Dataset records
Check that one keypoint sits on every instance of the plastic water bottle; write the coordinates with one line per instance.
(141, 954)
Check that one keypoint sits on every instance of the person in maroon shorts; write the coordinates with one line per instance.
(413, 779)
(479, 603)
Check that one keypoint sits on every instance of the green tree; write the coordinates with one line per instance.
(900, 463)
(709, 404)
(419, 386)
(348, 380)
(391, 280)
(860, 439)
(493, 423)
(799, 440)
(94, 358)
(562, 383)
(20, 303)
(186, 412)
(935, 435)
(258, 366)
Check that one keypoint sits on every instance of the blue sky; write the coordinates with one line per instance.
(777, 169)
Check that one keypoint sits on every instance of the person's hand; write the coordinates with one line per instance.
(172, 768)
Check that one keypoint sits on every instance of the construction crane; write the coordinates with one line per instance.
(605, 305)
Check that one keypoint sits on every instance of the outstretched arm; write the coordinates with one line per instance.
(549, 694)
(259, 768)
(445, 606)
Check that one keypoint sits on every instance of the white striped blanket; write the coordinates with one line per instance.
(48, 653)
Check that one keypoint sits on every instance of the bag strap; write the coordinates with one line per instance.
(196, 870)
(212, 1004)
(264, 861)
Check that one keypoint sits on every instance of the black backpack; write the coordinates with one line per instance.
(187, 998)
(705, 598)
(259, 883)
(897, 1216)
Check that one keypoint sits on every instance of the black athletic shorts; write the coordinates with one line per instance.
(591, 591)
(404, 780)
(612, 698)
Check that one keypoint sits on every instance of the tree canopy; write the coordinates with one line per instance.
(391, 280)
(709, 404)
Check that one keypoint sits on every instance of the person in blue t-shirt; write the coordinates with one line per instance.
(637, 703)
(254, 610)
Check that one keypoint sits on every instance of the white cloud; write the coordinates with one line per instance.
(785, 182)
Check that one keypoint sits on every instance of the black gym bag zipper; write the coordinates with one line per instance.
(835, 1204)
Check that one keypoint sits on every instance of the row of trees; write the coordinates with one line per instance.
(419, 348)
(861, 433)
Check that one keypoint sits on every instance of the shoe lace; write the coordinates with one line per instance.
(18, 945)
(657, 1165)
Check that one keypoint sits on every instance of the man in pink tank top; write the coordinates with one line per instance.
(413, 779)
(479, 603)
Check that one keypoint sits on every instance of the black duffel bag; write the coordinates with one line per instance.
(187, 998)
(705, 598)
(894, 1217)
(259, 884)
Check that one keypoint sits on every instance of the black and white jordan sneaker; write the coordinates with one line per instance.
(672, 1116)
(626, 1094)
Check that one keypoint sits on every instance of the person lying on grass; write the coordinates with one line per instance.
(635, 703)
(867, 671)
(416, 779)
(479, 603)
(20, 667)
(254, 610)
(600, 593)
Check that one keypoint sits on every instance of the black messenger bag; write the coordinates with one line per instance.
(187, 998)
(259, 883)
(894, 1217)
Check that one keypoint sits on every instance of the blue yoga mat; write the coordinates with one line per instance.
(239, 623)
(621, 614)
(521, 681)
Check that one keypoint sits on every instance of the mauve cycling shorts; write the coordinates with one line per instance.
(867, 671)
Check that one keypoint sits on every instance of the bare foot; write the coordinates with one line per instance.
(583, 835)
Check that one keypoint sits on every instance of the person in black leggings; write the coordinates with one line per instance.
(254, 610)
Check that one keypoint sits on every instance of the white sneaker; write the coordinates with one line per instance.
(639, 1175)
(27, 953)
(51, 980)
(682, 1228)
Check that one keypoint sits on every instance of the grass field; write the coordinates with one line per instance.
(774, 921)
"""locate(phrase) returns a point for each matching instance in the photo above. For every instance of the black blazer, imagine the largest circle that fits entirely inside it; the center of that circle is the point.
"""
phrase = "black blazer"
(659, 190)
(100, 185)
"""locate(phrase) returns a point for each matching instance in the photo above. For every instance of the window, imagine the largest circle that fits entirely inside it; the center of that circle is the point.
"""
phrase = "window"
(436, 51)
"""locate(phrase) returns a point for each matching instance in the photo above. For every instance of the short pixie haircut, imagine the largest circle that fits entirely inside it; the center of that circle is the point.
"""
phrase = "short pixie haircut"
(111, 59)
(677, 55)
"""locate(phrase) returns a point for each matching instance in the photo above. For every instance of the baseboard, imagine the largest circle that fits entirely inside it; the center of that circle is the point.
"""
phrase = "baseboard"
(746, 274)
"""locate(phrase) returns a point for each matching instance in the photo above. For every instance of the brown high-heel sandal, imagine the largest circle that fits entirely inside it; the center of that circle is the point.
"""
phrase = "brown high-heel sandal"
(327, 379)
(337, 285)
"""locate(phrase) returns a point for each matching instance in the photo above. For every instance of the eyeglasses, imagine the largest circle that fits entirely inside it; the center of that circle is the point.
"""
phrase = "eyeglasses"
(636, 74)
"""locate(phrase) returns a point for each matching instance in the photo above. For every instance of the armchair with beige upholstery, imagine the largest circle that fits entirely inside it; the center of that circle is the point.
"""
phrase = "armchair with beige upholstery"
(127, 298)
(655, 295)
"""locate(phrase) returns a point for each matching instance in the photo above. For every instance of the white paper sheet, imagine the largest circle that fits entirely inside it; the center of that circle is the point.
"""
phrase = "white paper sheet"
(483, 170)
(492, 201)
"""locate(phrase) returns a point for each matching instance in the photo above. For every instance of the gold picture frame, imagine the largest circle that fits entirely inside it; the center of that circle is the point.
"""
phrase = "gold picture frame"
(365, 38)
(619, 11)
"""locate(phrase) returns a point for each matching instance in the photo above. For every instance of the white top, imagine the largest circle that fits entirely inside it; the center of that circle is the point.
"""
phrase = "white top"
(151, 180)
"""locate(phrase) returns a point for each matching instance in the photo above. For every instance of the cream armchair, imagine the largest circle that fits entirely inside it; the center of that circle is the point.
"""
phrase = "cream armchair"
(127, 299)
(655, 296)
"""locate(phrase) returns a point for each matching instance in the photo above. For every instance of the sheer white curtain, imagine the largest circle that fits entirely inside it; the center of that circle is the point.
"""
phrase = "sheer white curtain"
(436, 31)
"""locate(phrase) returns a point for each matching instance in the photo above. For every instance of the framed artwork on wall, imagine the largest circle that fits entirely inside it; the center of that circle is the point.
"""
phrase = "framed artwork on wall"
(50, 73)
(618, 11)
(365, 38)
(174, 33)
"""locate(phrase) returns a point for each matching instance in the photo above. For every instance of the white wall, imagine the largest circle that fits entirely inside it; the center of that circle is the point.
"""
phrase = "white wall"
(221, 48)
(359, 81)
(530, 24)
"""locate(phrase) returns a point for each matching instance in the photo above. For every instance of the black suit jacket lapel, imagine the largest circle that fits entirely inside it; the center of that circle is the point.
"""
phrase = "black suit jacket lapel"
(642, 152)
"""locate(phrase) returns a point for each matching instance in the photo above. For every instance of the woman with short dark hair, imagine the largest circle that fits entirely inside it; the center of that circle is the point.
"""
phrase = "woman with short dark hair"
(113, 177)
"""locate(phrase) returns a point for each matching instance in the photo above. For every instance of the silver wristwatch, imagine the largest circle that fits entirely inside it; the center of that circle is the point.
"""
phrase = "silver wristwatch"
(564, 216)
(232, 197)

## Problem to solve
Take the lines above and print them exactly.

## Result of this exercise
Check that one keypoint sits on every instance of the plastic water bottle; write the coordinates with one line per instance.
(141, 954)
Check that one keypoint sits on every instance of the person in maroon shorts; write the coordinates with one line per instance.
(413, 779)
(479, 603)
Check that one keypoint sits on every instance of the green tree; write the coordinates with one line per instance.
(900, 463)
(709, 404)
(419, 386)
(348, 380)
(391, 280)
(860, 439)
(493, 423)
(799, 440)
(94, 358)
(562, 383)
(20, 303)
(186, 412)
(935, 435)
(258, 366)
Check that one keypoint sits on every instance of the blue sky; write the coordinates with one line per instance.
(777, 169)
Check that one keypoint sits on every instance of the person's hand; write the coordinates with one line per instance.
(172, 768)
Check that one keypoint sits on every instance of the construction crane; write the coordinates with one line per instance.
(605, 305)
Check that one keypoint sits on every instance of the outstretched arm; write the coordinates with one line per instance.
(549, 694)
(259, 768)
(445, 606)
Check that one keypoint sits on every instance of the white striped blanket; write the coordinates with one line per instance.
(48, 653)
Check that one keypoint sits on every instance of the bag strap; write the coordinates with one line per instance.
(196, 870)
(212, 1004)
(264, 861)
Check that one keypoint sits on every instance of the black backpack; write the coordinates with one line per instance.
(187, 998)
(705, 598)
(259, 883)
(897, 1216)
Check that one keypoint sits on every instance of the black athletic shorts; write the coordinates with one line per instance.
(591, 591)
(404, 780)
(612, 698)
Check that one keypoint sits on every instance of the tree canopy; write the coordinates with one line per instance.
(391, 280)
(709, 404)
Check that one keypoint sits on every instance of the person in blue t-shirt; write the coordinates with one line per instance.
(637, 703)
(254, 610)
Check that one keypoint sits on every instance of the white cloud; write the coordinates with one line per instance.
(785, 182)
Check that one keypoint sits on every instance of the black gym bag zipper; write the coordinates with one line per instance.
(835, 1204)
Check that one keypoint sits on every instance of the row of trees; write the coordinates with one line per instance.
(419, 348)
(861, 433)
Check that one keypoint sits on every instance of the shoe lace; write the coordinates with one line per instance.
(18, 945)
(657, 1165)
Check that one keypoint sits on every instance of the man in pink tank top; write the coordinates with one line per instance.
(413, 779)
(479, 603)
Check that one keypoint sits on every instance of the black duffel bag; write the coordinates with one line per instance.
(187, 998)
(705, 598)
(894, 1217)
(259, 884)
Check that one keypoint sits on every instance of the black and white jordan sneaker; write the coordinates with one line per instance.
(672, 1116)
(626, 1094)
Check that one keypoint sits on every instance of the person lying on grass; write the coordinates with one line per instance.
(635, 703)
(867, 671)
(416, 779)
(479, 603)
(20, 667)
(254, 610)
(600, 593)
Check that one keypoint sits on every instance of the black messenger bag; write the coordinates with one line per instance.
(187, 998)
(259, 883)
(894, 1217)
Check that one keypoint sits on every instance of the blue yoga mat; write the coordinates with one line per instance.
(239, 623)
(621, 614)
(521, 681)
Check that one keypoint sits on every instance of the mauve cycling shorts; write the coordinates with one line per instance.
(867, 671)
Check that one keypoint sits on every instance of the bare foot; write the coordinates with one line per instance.
(583, 835)
Check that one keypoint sits on every instance of the person in black leggings; write the coordinates with one line per instance.
(254, 610)
Check that one keypoint sits on every instance of the white sneaker; write the coordinates with one line per instance.
(639, 1175)
(27, 953)
(51, 980)
(682, 1228)
Check that one keypoint sits on every instance of the grass field; write the coordinates with one line per instance.
(774, 921)
"""locate(phrase) returns a point for each matching instance in the photo above. For every instance of the black blazer, imagine the largest circle that fits entirely inside it; the center of that circle is the point.
"""
phrase = "black blazer"
(659, 190)
(100, 185)
"""locate(phrase) returns a point for each matching instance in the photo above. For every instance of the window, imagine the largest circle that fits entirely inside it; the center of that circle is the point.
"""
phrase = "window"
(436, 51)
"""locate(phrase) returns a point for each matching instance in the photo above. For every instance of the short pixie haircut, imagine the largest circle that fits entirely inside it; the center of that circle is the point.
"""
phrase = "short pixie haircut"
(111, 59)
(677, 55)
"""locate(phrase) returns a point for each matching instance in the photo above. For every instance of the baseboard, imagine the largest circle that fits entirely inside it; the center of that circle is the point.
"""
phrase = "baseboard"
(746, 274)
"""locate(phrase) returns a point for each matching instance in the photo above. For every instance of the brown high-heel sandal, imagine the largest circle that fits entirely inside it; the center of that circle is the point.
"""
phrase = "brown high-heel sandal"
(327, 379)
(337, 285)
"""locate(phrase) returns a point for each matching instance in the photo above. For every instance of the eyeglasses, imagine the largest circle that fits entirely inside it; the center of that circle is the point.
"""
phrase = "eyeglasses"
(636, 74)
"""locate(phrase) returns a point for each matching instance in the photo above. For every instance of the armchair with beige upholstery, imagine the largest circle that fits entirely inside it; the center of that circle is the point.
"""
phrase = "armchair with beige upholstery"
(127, 298)
(655, 295)
"""locate(phrase) returns a point for each matching instance in the photo above. For every instance of the white paper sheet, imagine the largest circle that fits entirely inside it; the center of that circle is the point.
"""
phrase = "white paper sheet"
(483, 170)
(492, 201)
"""locate(phrase) returns a point for each matching instance in the photo above. For every instance of the gold picture frame, imagine the largest circle that fits entirely inside it; the center of that circle is the point.
"""
phrase = "gold picture frame"
(365, 38)
(619, 11)
"""locate(phrase) returns a point for each matching instance in the photo above. For every instance of the white top, imagine the largest circle that fits entirely inside it; the center of that circle is the point.
"""
phrase = "white top"
(151, 180)
"""locate(phrase) returns a point for each matching instance in the photo above. For every instance of the cream armchair, imagine the largest circle that fits entirely inside it; the center of that circle is the point.
"""
phrase = "cream armchair"
(127, 299)
(655, 296)
"""locate(phrase) returns a point for each matching instance in the photo above. For every instance of the sheer white curtain, imagine the largest circle that fits entirely inside it; the center of that circle is the point.
"""
phrase = "sheer white curtain"
(436, 31)
"""locate(phrase) returns a point for each matching instance in the photo above. For every instance of the framed artwork on wall, imagine the largest circle that fits entirely inside it; the center of that circle is the point.
"""
phrase = "framed artwork on wall"
(50, 73)
(618, 11)
(365, 38)
(174, 33)
"""locate(phrase) returns a point for each matching instance in the photo above. For every instance of the white wall, imagine the largest circle that fits entirely inside it; the center of that circle is the point.
"""
phrase = "white wall"
(221, 48)
(359, 81)
(530, 24)
"""locate(phrase) returns a point for each matching instance in the photo above. For every instance of the black suit jacket lapel, imagine the largest circle that fits entirely inside it; the center of that circle is the point.
"""
phrase = "black suit jacket lapel"
(642, 152)
"""locate(phrase) returns a point for each matching instance in the photo above. For every instance of the woman with short dark hair, imagine the largest circle that fits entirely inside it; the center of that circle is the point.
"""
phrase = "woman with short dark hair"
(113, 177)
"""locate(phrase) returns a point for each matching instance in the photo above. For every instance of the silver wristwatch, imagine the largest circle that fits entirely inside it; the center of that circle is the point.
"""
phrase = "silver wristwatch"
(564, 216)
(232, 197)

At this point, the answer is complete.